____ DOCUMENT EXTRACT

After the bellicose anti-white poetics of Black Magic (1969) and his most manifest nationalist poetry in It's Nation Time (1970), where Baraka most insistently tries to conflate peoplehood with nationhood while attempting to balance the mystifications this process entails, his poetry revalorizes the category of peoplehood. In Wise Why's Y's (1995), for example, the concerns of Blues People reemerge with a transhistorical and collective voice that, in the first poem of the collection, understands the danger of finding yourself "surrounded / by enemies / who won't let you / speak in your own language / who destroy your statues / & instruments, who ban / your oom boom ba boom."39 Colonial oppression no longer instills the need for nationalism, but for the expression of the experience of the oppressed through their own singular forms, here evoked through the onomatopoeic percussions of African rhythms.

An anational lens can aid us in reframing Baraka's political commitments as it interrogates the terms through which the question of the nation is posed and its coercive function carried out. The anational opens onto a panorama of alternatives that expand the stakes of the question from its historical contingencies to its ahistorical potentials. It allows us to read against the grain of the reductive account of history and follow Robinson's claim "that bourgeois culture and thought and ideology were irrelevant to the development of revolutionary consciousness among Black and other Third World peoples."40 By reassessing Baraka's Black sociality as indebted to and participating in the Black radical tradition, his claim to self-determination can find intrinsic expression without acquiring the form of the nation such expression as it finds in the changing same and in the assertion, in Wise Why's Y's, that "what is spoken / is the living / the flesh / & its / Movement." Without the need to find recourse to the nation form for recognition, Baraka reconciles political and poetic form as expressive of the Black radical tradition: "Thas alright, alright wit me / But I been gone, naw, I been gone / / my shape look like black on black / and fading."41 It is the fugitivity of this fading but expressive shape that the anational foregrounds by attending to the disruptive potentials inherent to the innumerable outsides that surround the nation when conceived not as ubiquitous but as spatiotemporally bound.

2

Baraka's early poetry allows us to grasp the anational potentials of the changing same. Preface displays the singularity of Black sociality as political and aesthetic praxis.42 For example, the concerns of Blues People are legible in the second poem of Preface, "Hymn for Lanie Poo," which begins:

O,
these wild trees
will make charming wicker baskets,
the young woman
the young black woman,
the young black beautiful woman
said.

________

SET EXERCISE = In two sentences, summarize the passage on Baraka's poetry. The records play no role in this.

____ STORED RECORDS

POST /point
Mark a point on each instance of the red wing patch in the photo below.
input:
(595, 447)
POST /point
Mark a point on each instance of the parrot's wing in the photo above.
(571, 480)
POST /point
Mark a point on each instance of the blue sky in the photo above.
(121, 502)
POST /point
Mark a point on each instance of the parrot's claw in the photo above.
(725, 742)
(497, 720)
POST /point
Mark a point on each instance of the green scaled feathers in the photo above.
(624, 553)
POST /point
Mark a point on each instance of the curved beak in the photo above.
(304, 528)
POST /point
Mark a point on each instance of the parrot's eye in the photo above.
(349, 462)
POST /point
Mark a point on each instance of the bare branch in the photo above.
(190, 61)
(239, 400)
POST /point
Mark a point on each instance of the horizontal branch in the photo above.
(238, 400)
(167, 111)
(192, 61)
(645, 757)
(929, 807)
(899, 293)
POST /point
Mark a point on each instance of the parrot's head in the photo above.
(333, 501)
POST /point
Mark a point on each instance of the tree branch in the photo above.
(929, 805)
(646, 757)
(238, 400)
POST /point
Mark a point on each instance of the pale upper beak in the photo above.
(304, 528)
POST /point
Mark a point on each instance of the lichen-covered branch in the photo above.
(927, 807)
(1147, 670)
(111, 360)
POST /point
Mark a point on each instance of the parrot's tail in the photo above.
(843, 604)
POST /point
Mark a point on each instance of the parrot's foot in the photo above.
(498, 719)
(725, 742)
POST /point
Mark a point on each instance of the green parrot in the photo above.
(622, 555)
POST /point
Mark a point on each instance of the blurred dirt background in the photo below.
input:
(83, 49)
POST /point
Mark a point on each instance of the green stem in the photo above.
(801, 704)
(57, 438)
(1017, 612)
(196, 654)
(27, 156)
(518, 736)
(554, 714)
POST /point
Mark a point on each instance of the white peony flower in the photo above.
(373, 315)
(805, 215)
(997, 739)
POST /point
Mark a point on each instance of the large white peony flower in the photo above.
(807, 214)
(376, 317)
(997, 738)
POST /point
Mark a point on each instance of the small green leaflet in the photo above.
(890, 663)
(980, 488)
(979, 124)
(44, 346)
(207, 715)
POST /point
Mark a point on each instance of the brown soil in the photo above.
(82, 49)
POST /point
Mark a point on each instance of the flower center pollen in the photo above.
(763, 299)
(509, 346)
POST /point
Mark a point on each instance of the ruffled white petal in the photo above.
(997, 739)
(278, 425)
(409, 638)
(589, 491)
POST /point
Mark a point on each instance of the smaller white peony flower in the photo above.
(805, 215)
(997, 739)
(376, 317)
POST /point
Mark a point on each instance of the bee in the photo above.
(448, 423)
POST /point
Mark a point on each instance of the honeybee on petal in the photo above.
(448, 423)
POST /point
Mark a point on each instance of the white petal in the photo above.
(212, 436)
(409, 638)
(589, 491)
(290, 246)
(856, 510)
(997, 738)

________

ANSWER BELOW = After the nationalist poetry of Black Magic (1969) and It's Nation Time (1970), Baraka's poetry revalorizes peoplehood, as in Wise Why's Y's (1995), where colonial oppression calls not for nationalism but for expressing the experience of the oppressed through their own forms. An anational lens reframes his political commitments by reading his Black sociality as part of the Black radical tradition, so that his claim to self-determination finds expression without taking the form of the nation, and his early poetry, including Preface, shows the anational potentials of the changing same.